Bahwa ternyata keputusan Mahkama Konstitusi tertanggal 28 April 2014No.21/PUU-XII/2014 telah memperluas kewenangan Praperadilan yang berwenang memeriksa dan memutuskan tentang sah atau tidaknya penetapan Tersangka.
Bahwa untuk menetapkan seseorang menjadi Tersangka maka penyidik harus telah memiliki sekurang-kurangnya 2 (dua) alat bukti untuk membuktikan masing-masing unsur dari pada tindak pidana yang disangkakan karena kalau salah satu unsur tidak terbukti maka Tersangka harus dinyatakan tidak memenuhi unsur dari pasal pidana yang disangkakan.
Bahwa tindakan Termohon yang menjadikan Pemohon Praperadilan Tersangka dalam perkara tindak pidana tangkap tangan ini adalah tidak sah karena bukan perbuatan Pemohon Praperadilan berdasarkan fakta yang ada.
Bahwa tindakan Termohon tersebut adalah tindakan pelanggaran HAM berat bagi Pemohon/Tersangka karena Pemohon Praperadilan sama sekali tidak melakukan perbuatan melawan hukum dan tidak pernah melakukan kesalahan dalam perkara ini. “ Azas Hukum mengatakan Geen Straf ZonderSchuld Tiada Hukuman Tanpa Kesalahan “
3. Dalam perkembangannya pengaturan Praperadilan sebagaimana diatur dalam Pasal 1 angka 10 Jo. Pasal 77 KUHAP, sering terjadi tidak dapat menjangkau fakta perlakuan aparatur penegak hukum yang nyata-nyata merupakan pelanggaran hak asasi seseorang, sehingga yang bersangkutan tidak memperoleh perlindungan hukum yang nyata dari Negara. Untuk itu perkembangan yang demikian melalui dapat diakomodirnya mengenai sah tidaknya penetapan tersangka dan sah tidaknya penyitaan telah diakui merupakan wilayah kewenangan praperadilan, sehingga dapat meminimalisasi terhadap perlakuan sewenang-wenang oleh aparat penegak hukum. Dalam kaitan perubahan dan perkembangan hukum dalam masyarakat yang demikian, bukanlah sesuatu yang mustahil terjadi dalam praktik sistem hukum di negara mana pun apalagi di dalam sistem hukum common law, yang telah merupakan bagian dari sistem hukum di Indonesia. Peristiwa hukum inilah yang menurut (alm) Satjipto Rahardjo disebut ”terobosan hukum” (legal-breakthrough) atau hukum yang prorakyat (hukum progresif) dan menurut Mochtar Kusumaatmadja merupakan hukum yang baik karena sesuai dengan perkembangan nilai-nilai keadilan yang hidup dan berkembang dalam masyarakat. Terobosan hukum dan hukum yang baik itu merupakan cara pandang baru dalam memandang fungsi dan peranan hukum dalam pembangunan nasional di Indonesia. Dengan demikian hukum bukan hanya memiliki aspek normatif yang diukur dari kepastiannya melainkan juga memiliki aspek nilai (values) yang merupakan bagian dinamis aspirasi masyarakat yang berkembang dan terkini.

**Data Mentah**
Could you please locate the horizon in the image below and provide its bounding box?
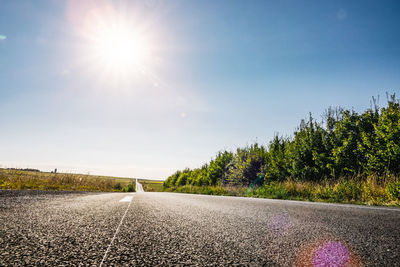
[0,0,400,179]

**Tujuan Latihan**
Ubah paragraf teks bacaan yang diawali "3. Dalam perkembangannya pengaturan Praperadilan" menjadi daftar butir yang lebih ringkas. Pertahankan fakta-fakta pokoknya.

**Penyelesaian Soal**
- Pengaturan praperadilan dalam Pasal 1 angka 10 jo. Pasal 77 KUHAP sering tidak dapat menjangkau perlakuan aparat penegak hukum yang nyata-nyata melanggar hak asasi seseorang. Akibatnya, orang tersebut tidak memperoleh perlindungan hukum yang nyata dari negara.
- Sah tidaknya penetapan tersangka dan sah tidaknya penyitaan kini diakui sebagai wilayah kewenangan praperadilan. Dengan begitu, perlakuan sewenang-wenang oleh aparat penegak hukum dapat diminimalkan.
- Perubahan hukum seperti ini tidak mustahil terjadi dalam sistem hukum negara mana pun, apalagi dalam sistem common law yang telah menjadi bagian dari sistem hukum Indonesia.
- (Alm.) Satjipto Rahardjo menyebutnya "terobosan hukum" (legal-breakthrough) atau hukum progresif yang prorakyat. Menurut Mochtar Kusumaatmadja, hal ini merupakan hukum yang baik karena sesuai dengan perkembangan nilai-nilai keadilan yang hidup di masyarakat.
- Terobosan hukum dan hukum yang baik merupakan cara pandang baru tentang fungsi dan peranan hukum dalam pembangunan nasional Indonesia.
- Hukum tidak hanya memiliki aspek normatif yang diukur dari kepastiannya. Hukum juga memiliki aspek nilai (values) sebagai bagian dinamis dari aspirasi masyarakat yang berkembang dan terkini.